● Directive
Recast the lines from the one containing "Where can you see the parked silver" through the final line as a JSON list of strings, one string per line, with blank lines left out.

● Records for the task
* * * *

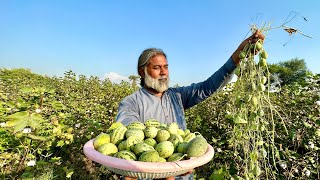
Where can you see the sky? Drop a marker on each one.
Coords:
(104, 38)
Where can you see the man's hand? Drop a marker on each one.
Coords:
(250, 40)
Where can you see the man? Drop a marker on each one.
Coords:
(156, 100)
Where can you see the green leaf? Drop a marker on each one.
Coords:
(57, 105)
(219, 174)
(19, 115)
(14, 122)
(60, 143)
(20, 126)
(34, 120)
(37, 137)
(26, 90)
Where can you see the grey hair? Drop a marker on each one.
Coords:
(145, 57)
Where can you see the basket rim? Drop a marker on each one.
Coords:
(147, 167)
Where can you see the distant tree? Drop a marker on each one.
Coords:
(290, 71)
(134, 79)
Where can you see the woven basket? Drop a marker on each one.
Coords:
(146, 169)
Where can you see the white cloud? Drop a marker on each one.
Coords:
(115, 77)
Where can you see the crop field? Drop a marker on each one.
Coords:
(45, 121)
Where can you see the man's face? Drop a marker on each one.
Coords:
(157, 74)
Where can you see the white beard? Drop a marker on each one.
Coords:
(160, 84)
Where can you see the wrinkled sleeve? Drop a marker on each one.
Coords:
(198, 92)
(127, 112)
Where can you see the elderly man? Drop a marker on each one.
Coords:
(156, 100)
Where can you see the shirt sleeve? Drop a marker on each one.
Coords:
(127, 112)
(197, 92)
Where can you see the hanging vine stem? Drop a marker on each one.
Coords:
(252, 112)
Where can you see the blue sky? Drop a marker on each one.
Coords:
(102, 38)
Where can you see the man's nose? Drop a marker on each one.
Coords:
(164, 71)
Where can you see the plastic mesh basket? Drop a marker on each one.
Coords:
(146, 169)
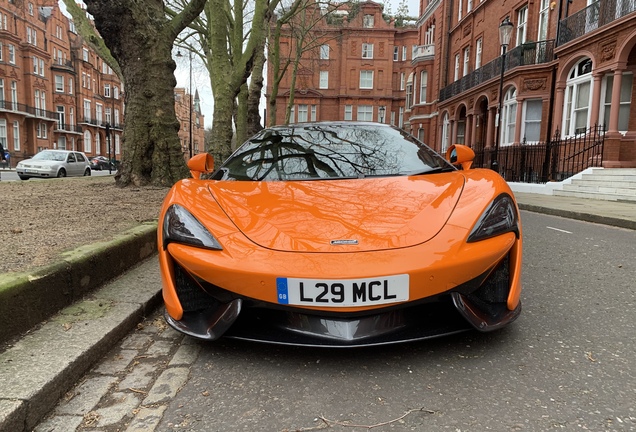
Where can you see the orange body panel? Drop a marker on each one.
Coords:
(406, 225)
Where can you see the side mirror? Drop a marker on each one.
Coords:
(461, 155)
(200, 164)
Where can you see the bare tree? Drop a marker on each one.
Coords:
(140, 37)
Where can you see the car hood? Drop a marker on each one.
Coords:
(341, 215)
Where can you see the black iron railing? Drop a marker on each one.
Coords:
(596, 15)
(530, 53)
(556, 160)
(67, 128)
(22, 108)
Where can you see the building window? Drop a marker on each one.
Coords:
(532, 120)
(367, 50)
(365, 113)
(3, 133)
(522, 23)
(324, 52)
(99, 113)
(445, 133)
(87, 142)
(509, 117)
(423, 85)
(577, 98)
(324, 80)
(302, 113)
(14, 95)
(366, 79)
(348, 112)
(87, 110)
(16, 136)
(625, 100)
(478, 53)
(542, 34)
(466, 60)
(59, 83)
(456, 75)
(409, 92)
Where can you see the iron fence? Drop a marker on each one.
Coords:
(556, 160)
(530, 53)
(596, 15)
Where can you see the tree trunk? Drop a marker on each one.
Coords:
(140, 38)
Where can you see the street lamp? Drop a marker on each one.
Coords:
(189, 102)
(505, 33)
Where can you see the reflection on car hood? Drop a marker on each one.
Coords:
(340, 215)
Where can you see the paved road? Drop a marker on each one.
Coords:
(567, 363)
(10, 175)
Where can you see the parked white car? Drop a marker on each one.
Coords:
(54, 163)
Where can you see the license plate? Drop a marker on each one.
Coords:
(343, 292)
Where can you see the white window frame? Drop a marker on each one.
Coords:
(324, 80)
(364, 113)
(522, 26)
(423, 86)
(573, 108)
(366, 79)
(509, 117)
(367, 51)
(16, 135)
(534, 124)
(348, 115)
(478, 50)
(59, 83)
(324, 52)
(466, 61)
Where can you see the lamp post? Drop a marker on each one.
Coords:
(110, 159)
(189, 102)
(505, 33)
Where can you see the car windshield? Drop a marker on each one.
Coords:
(50, 155)
(330, 151)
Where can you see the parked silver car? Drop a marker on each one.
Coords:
(54, 163)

* * * *

● Response to this task
[
  "Where can you see the parked silver car? Drop a marker on each one.",
  "Coords:",
  "(54, 163)"
]